CHALLENGES:
1. In the RisingStars thread, what does the commenter say is king?
2. List the lessons numbered #1 through #5 in the RisingStars thread.
--- begin PROVIDED TEXT ---
TechStars – RisingStars - arodceo

Is anyone familiar with TechStars RisingStars program? What are the benefits of it and how effective was it for you (if you went through it) and what are best ways to improve acceptance. 
Thanks :)
======
terencestrong23
Things I Learned While In Rising Stars:

#1. Focus on customer data and delight..not on competition #2. Before you
scale...run the startup like a small business not a side project #3. Test,
Iterate, Repeat #4. Unit economics are king #5. Everybody has to hustle
(i.e..do whatever it takes to get something done..i.e sales and execution) #6.
--- end PROVIDED TEXT ---
--- begin RECORDED DATA ---
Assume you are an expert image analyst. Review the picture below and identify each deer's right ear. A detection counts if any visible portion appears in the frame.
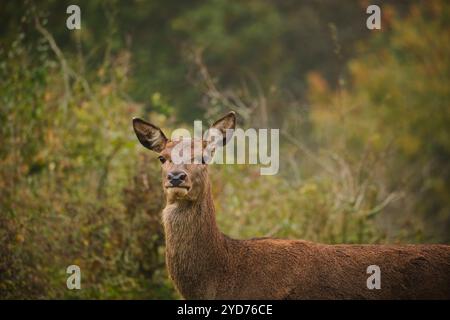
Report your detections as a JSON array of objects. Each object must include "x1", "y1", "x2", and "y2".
--- end RECORDED DATA ---
TASK-BY-TASK ANSWERS:
1. Unit economics

2.
1. Focus on customer data and delight, not on competition.
2. Before you scale, run the startup like a small business, not a side project.
3. Test, iterate, repeat.
4. Unit economics are king.
5. Everybody has to hustle, doing whatever it takes to get something done, such as sales and execution.